--- Task statement ---
Copy the entries starting with the line with "# test: mark one point on the black iron" and going on through the end of the entries, but substitute "golden" for each "gold" and keep everything else the same. Omit the pictures from your answer.

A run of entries
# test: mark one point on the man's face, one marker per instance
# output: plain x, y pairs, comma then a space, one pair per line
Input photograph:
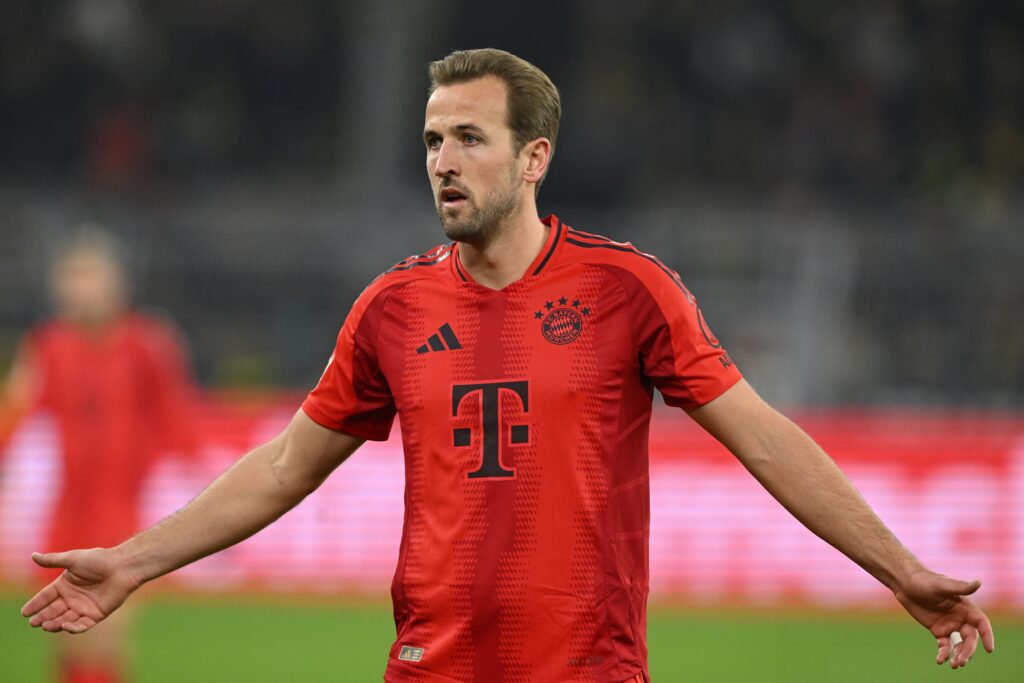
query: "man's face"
476, 178
89, 287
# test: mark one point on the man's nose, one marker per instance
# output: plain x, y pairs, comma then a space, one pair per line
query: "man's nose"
445, 162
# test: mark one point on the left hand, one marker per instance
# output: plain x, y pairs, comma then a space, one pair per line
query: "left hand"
941, 605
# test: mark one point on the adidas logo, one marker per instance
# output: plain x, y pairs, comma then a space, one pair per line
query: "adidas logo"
435, 343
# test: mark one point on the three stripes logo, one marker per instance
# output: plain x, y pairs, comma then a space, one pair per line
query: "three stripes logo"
443, 340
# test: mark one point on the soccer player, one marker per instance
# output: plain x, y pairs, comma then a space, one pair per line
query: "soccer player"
117, 386
521, 359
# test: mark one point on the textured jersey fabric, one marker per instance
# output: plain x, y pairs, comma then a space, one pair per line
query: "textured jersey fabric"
118, 396
524, 416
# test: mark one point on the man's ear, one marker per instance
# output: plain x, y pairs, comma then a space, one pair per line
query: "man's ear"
538, 154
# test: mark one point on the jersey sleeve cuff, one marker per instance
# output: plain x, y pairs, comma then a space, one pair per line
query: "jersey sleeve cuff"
359, 431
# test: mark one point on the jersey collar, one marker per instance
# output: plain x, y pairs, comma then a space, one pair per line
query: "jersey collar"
544, 260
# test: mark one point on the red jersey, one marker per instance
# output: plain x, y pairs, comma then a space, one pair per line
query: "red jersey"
524, 415
118, 397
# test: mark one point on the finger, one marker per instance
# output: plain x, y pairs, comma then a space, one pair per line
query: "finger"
81, 625
53, 610
56, 624
984, 628
965, 650
61, 560
944, 650
953, 588
40, 600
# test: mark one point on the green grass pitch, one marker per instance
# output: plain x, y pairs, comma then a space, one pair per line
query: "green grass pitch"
256, 639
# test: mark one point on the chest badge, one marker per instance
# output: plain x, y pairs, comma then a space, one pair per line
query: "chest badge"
561, 321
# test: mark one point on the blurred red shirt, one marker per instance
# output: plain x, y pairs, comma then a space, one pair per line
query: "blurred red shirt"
120, 397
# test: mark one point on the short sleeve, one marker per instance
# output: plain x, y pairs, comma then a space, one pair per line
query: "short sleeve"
677, 350
352, 395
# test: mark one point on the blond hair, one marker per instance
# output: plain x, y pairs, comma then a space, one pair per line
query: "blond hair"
532, 104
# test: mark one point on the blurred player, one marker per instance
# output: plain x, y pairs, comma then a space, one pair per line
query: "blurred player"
117, 386
521, 360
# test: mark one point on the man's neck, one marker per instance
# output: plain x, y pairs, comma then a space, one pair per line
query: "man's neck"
505, 259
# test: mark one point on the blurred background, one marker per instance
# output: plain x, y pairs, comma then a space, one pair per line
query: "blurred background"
841, 184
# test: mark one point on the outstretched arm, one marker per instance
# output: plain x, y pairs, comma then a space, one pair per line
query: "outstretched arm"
253, 493
801, 476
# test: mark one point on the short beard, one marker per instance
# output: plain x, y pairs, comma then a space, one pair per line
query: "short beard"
483, 223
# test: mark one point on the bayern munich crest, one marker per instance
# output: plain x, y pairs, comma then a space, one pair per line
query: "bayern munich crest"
561, 322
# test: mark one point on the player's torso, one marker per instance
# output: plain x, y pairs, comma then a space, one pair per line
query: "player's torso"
511, 403
99, 390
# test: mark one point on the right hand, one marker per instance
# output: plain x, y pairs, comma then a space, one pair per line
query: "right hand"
91, 587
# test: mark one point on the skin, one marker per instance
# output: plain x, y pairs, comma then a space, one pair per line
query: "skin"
469, 146
90, 292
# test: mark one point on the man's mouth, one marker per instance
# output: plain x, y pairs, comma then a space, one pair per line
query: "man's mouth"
452, 198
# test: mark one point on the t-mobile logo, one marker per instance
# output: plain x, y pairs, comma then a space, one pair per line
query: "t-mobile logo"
492, 392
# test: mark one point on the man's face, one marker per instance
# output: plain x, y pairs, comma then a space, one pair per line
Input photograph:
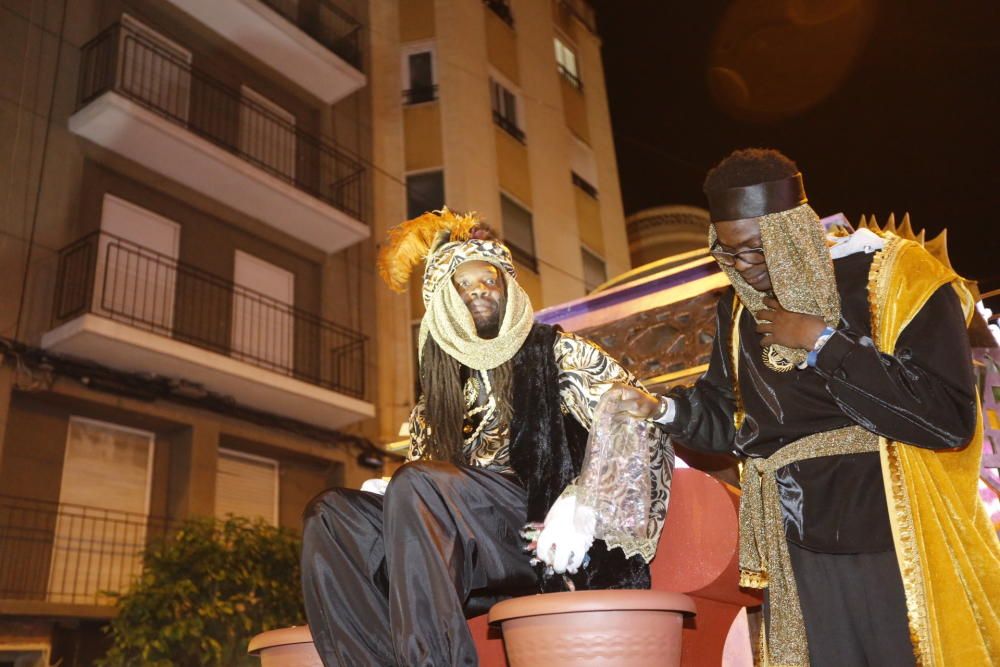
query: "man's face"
735, 238
482, 289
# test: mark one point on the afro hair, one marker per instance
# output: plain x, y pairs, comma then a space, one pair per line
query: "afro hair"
749, 166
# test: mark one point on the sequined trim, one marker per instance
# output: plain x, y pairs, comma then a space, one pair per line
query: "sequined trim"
734, 351
907, 552
764, 559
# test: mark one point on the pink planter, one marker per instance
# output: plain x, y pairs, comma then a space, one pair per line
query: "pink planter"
286, 647
594, 628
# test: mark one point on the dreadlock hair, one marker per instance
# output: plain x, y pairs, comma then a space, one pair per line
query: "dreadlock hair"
749, 166
441, 381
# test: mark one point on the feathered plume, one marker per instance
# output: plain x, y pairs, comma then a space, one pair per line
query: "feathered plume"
409, 243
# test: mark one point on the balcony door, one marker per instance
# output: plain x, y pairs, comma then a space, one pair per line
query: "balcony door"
263, 321
100, 530
137, 266
267, 134
154, 70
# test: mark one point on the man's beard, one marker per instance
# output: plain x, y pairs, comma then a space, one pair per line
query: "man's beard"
489, 328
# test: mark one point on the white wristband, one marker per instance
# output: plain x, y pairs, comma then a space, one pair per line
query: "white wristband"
668, 414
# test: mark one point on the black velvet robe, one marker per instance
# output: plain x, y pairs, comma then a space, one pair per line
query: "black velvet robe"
546, 451
923, 395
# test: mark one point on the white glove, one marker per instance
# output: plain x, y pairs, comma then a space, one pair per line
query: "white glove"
375, 485
566, 535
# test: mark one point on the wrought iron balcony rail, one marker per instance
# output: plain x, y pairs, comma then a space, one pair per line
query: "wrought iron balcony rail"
328, 24
71, 554
502, 9
508, 126
420, 94
133, 65
522, 256
125, 282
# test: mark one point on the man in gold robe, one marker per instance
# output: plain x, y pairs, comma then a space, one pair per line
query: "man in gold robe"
841, 371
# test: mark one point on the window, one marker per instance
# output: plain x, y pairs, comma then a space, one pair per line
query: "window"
105, 495
566, 62
595, 273
580, 182
424, 192
246, 486
519, 232
505, 109
502, 9
419, 76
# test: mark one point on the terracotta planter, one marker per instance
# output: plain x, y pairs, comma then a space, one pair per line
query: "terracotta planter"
594, 628
286, 647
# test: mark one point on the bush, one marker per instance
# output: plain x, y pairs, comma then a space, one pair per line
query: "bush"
204, 592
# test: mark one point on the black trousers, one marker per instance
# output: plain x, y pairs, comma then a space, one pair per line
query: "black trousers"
854, 609
387, 579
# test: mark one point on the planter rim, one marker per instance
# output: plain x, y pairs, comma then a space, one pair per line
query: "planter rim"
582, 601
296, 634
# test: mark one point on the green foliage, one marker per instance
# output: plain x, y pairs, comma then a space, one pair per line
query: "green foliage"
204, 592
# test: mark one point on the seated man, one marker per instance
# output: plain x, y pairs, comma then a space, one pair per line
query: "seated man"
497, 439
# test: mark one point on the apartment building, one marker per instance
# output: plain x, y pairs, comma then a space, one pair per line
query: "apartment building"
497, 106
185, 311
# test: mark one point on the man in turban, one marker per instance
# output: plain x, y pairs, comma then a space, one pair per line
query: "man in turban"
841, 372
498, 438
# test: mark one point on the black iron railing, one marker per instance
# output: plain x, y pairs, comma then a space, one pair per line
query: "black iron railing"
573, 79
523, 257
70, 554
162, 80
502, 9
509, 126
114, 278
420, 94
328, 24
583, 184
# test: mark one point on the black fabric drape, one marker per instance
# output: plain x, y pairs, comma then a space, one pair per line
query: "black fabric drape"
386, 579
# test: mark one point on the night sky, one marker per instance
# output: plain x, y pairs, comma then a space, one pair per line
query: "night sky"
885, 106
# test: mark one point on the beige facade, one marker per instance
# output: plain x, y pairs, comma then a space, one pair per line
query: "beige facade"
186, 315
498, 107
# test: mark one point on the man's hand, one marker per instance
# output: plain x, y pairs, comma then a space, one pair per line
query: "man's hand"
624, 400
375, 485
784, 327
566, 535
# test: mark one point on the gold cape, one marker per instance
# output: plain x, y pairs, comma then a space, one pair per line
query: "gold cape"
948, 552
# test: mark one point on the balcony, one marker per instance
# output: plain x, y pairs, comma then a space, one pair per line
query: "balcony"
63, 559
316, 44
144, 101
136, 310
419, 95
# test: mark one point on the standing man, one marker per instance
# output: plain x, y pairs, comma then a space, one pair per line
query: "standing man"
841, 371
497, 439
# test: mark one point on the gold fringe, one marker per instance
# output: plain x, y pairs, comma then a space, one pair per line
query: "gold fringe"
750, 579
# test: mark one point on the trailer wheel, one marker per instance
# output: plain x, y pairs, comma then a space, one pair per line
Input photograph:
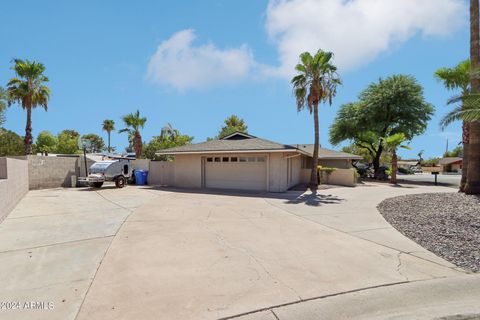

--- The solution ---
# test: mark one point on the black iron railing, one marker per instance
# output: plain x, y pairs, comma then a space, one pair per line
query: "black iron railing"
573, 79
523, 257
70, 554
162, 80
502, 9
509, 126
114, 278
420, 94
328, 24
583, 184
# test: mark one point on the black fabric drape, one marker per instance
# output: plain x, y pairs, comma then a space, one pair per line
query: "black fabric drape"
386, 579
# test: mark one point on the night sky, one marker per instance
# output: plain x, y pairs, comma then a space, one pair per line
query: "night sky"
885, 106
# test: mark one point on the beige facade, one marker per instance
# output: plain x, y pairs, comma then a space, one pair per line
query: "beige facade"
186, 315
498, 107
# test: mark one point on the man's hand, one marker per instance
# output: plain x, y pairs, comma then a space, one pair per line
query: "man's hand"
624, 400
375, 485
784, 327
566, 535
# test: mark one point on the golden cape, one marker per instance
# output: plain x, y pairs, comma then a space, one pair per line
query: "golden cape"
948, 552
# test: mark one point on the balcony, one marker per instance
# output: plain x, y pairs, comma then a space, one pair per line
query: "balcony"
63, 559
316, 44
144, 101
136, 310
419, 95
# test: mark one point on the standing man, one marker per instance
# output: plain x, y pairs, comma then a space, one pair per line
query: "standing man"
841, 371
497, 439
# test: mark one point on the golden fringe, one marker per instance
# output: plain x, y pairs, comma then a space, one pair per line
query: "golden fringe"
750, 579
# test: mark one point on the trailer wheel, one marker per instance
# output: plain x, y pairs, comma then a space, one pair per line
Input photograph:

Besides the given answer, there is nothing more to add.